=== Document section ===
(begin)

Good morning. I am hoping someone can help me on this topic. Last year I set up a VB.NET program using iTextSharp
where a user could enter the information to fill the I9 and that information would fill in the PDF and print. With the new I9 I am having unidentified difficulties.
First, the code doesn't error out or anything. I simply get a poor result, as instead of a filled form I get a PDF that says "The document you are trying to load requires Adobe Reader 8 or higher. You may not have the Adobe Reader installed..." etc. So, I made sure that I have the most recent Reader version, tried again and same result.
Thinking that perhaps there were changes in the field name structure, I attempted to read in the format/fields as I had the first time around. (Code below). However, now it tells me that there're no fields to read (AcroFields.Fields.Count = 0
).
Private Sub ListFieldNames(pdfTemplate As String)
Dim pdfTemplate As String = "c:\Temp\PDF\fw4.pdf"
Dim pdfReader As PdfReader = New PdfReader(pdfTemplate)
Dim de As KeyValuePair(Of String, iTextSharp.text.pdf.AcroFields.Item)
For Each de In pdfReader.AcroFields.Fields
Console.WriteLine(de.Key.ToString())
Next
End Sub
So, I started doing some searching and found reference to another type of PDF structure that they could have switched to; XFA. I honestly still haven't found any satisfactory documentation/samples of this, but I did find some code that seems like it should work to read in the structure of an XFA PDF. (Code below). There're actually 2 different methods here that I tried. The first essentially shows that there're no xmlNodes in xfaFields. The second does find a node called "data" (that's the only one it finds) but doesn't find any child nodes.
Private Sub ReadXfa(pdfTemplate As String)
pdfReader.unethicalreading = True
Dim readerPDF As New PdfReader(pdfTemplate)
Dim xfaFields = readerPDF.AcroFields.Xfa.DatasetsSom.Name2Node
For Each xmlNode In xfaFields
Console.WriteLine(xmlNode.Value.Name + ":" + xmlNode.Value.InnerText)
Next
'Example of how to get a field value
' Dim lastName = xfaFields.First(Function(a) a.Value.Name = "textFieldLastNameGlobal").Value.InnerText
Dim reader As New PdfReader(pdfTemplate)
Dim xfa As New XfaForm(reader)
Dim node As XmlNode = xfa.DatasetsNode()
Dim list As XmlNodeList = node.ChildNodes()
For i As Integer = 0 To list.Count - 1
Console.WriteLine(list.Item(i).LocalName())
If "data".Equals(list.Item(i).LocalName()) Then
node = list.Item(i)
Exit For
End If
Next
list = node.ChildNodes()
For i As Integer = 0 To list.Count - 1
Console.WriteLine(list.Item(i).LocalName())
Next
reader.Close()

(end)

=== Data shown ===
(begin)

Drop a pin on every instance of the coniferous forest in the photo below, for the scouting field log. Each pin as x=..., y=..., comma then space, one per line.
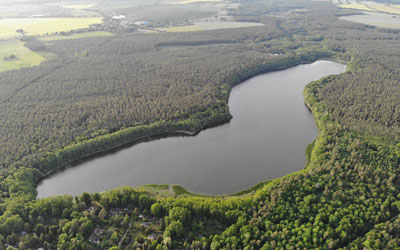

(end)

=== Written tasks ===
a) Summarize the forum post about the I9 PDF in two sentences.
b) Change "searching" to "research" in the stretch of the forum post about the I9 PDF from "For Each de" through "any child nodes.", and write out that stretch again.
Please work only from the forum post about the I9 PDF and leave the data aside.

=== Answers to the tasks ===
a) A VB.NET program that used iTextSharp to fill and print the I9 PDF now produces a PDF saying it requires Adobe Reader 8 or higher instead of a filled form, even with the most recent Reader version installed, and an attempt to list the form's fields finds none (AcroFields.Fields.Count = 0). Suspecting the form may have switched to XFA, the poster tried two methods to read its structure: the first shows no xmlNodes in xfaFields, and the second finds only a node called "data" with no child nodes.

b)
For Each de In pdfReader.AcroFields.Fields
Console.WriteLine(de.Key.ToString())
Next
End Sub
So, I started doing some research and found reference to another type of PDF structure that they could have switched to; XFA. I honestly still haven't found any satisfactory documentation/samples of this, but I did find some code that seems like it should work to read in the structure of an XFA PDF. (Code below). There're actually 2 different methods here that I tried. The first essentially shows that there're no xmlNodes in xfaFields. The second does find a node called "data" (that's the only one it finds) but doesn't find any child nodes.